§ **Tarea planteada 1**: En el fragmento seleccionado, ¿de quién eran sobrinos Luís García de Salazar el Viejo y Juan de Salazar?

---*---

Sabemos muy
poco de esta mujer callada y discreta que fuese la esposa única y legítima de
Miguel de Cervantes, el “raro inventor” que vino a legarnos la mejor herencia
literaria y humanística de todos los tiempos. No obstante la sequía biográfica
de la singular entrañable persona, todo cuanto de ella esté al alcance de
nuestro humilde conocimiento lo vamos a expresar a continuación. Lo haremos
siempre y en cualquier lugar.
Parientes suyos
fueron Luís García de Salazar el Viejo y Juan de Salazar, éste último Alcaide
de el Alcázar de Toledo, ambos sobrinos del arzobispo don Alonso Carrillo.

---*---

§ **Tarea planteada 2**: Indica cuántas líneas de los registros contienen la cadena "green", distinguiendo entre mayúsculas y minúsculas. Responde solo con el número.

---*---

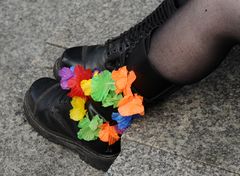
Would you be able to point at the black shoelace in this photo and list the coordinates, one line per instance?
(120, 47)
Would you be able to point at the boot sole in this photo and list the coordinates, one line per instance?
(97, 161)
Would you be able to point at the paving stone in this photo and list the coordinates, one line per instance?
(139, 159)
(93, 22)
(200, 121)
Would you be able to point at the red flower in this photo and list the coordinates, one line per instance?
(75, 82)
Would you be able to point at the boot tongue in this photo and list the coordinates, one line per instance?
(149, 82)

---*---

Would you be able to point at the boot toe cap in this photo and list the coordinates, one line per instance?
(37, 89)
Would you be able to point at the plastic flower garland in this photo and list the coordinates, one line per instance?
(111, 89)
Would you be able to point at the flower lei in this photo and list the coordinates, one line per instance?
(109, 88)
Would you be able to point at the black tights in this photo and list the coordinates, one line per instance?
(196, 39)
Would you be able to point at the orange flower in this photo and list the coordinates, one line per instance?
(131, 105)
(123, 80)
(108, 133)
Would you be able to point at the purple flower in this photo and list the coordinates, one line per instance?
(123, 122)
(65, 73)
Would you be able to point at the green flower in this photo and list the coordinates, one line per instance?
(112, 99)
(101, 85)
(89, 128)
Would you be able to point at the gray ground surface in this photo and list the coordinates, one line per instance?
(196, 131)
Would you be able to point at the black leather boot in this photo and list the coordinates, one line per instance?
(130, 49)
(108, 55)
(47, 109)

---*---

§ **Solución del ejercicio 1**: Del arzobispo don Alonso Carrillo.

§ **Solución del ejercicio 2**: 1